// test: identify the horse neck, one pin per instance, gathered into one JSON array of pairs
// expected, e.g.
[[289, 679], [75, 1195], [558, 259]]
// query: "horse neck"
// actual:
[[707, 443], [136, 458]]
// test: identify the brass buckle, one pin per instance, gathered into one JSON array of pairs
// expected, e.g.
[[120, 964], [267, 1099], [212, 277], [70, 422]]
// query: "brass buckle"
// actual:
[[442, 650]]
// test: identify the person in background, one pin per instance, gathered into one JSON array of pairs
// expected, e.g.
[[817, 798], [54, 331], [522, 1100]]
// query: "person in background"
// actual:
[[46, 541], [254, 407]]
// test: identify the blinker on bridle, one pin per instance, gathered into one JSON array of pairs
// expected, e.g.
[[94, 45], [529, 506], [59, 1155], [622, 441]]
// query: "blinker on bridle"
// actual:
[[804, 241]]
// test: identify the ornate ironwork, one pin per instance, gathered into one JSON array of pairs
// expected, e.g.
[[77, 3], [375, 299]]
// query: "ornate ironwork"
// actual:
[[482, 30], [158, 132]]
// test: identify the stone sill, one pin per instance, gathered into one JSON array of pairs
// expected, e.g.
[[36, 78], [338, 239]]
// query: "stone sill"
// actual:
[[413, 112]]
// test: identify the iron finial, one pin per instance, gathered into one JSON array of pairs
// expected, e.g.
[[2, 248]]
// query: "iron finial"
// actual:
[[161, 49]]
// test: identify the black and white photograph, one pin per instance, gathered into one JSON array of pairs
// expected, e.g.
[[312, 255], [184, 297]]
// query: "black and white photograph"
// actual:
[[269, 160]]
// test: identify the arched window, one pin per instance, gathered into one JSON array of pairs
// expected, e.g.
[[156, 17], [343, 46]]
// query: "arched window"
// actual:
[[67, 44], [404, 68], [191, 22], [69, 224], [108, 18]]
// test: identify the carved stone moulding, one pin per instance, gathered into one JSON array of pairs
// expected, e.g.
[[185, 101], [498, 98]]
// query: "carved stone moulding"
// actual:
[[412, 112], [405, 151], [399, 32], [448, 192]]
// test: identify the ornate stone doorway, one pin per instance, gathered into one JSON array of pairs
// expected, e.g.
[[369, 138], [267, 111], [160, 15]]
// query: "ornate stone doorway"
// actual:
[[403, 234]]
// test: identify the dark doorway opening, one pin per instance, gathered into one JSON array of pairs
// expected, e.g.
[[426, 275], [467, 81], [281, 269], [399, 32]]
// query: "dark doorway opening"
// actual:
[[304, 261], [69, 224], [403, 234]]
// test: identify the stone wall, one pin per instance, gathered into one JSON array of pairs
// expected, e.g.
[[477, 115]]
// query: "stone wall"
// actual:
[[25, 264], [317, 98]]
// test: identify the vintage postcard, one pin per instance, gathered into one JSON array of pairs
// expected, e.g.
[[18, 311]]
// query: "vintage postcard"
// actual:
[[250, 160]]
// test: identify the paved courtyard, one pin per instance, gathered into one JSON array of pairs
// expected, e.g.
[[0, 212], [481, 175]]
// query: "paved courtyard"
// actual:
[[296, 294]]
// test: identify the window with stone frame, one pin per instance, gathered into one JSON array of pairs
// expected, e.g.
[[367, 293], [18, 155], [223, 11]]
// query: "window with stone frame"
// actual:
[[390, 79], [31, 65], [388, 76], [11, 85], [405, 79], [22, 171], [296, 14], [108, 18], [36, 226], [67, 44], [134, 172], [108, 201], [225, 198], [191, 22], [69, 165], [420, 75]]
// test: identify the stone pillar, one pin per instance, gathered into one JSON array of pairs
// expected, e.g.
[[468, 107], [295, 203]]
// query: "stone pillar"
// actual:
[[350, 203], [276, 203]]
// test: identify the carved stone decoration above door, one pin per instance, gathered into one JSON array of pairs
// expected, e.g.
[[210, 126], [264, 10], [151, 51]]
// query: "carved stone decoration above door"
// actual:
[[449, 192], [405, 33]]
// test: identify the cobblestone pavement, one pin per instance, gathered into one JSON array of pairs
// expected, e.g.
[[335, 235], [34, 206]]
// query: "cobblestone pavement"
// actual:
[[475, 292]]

Your assignment:
Go over the entries above and say how many lines hold the string "white", with no other text.

Response box:
2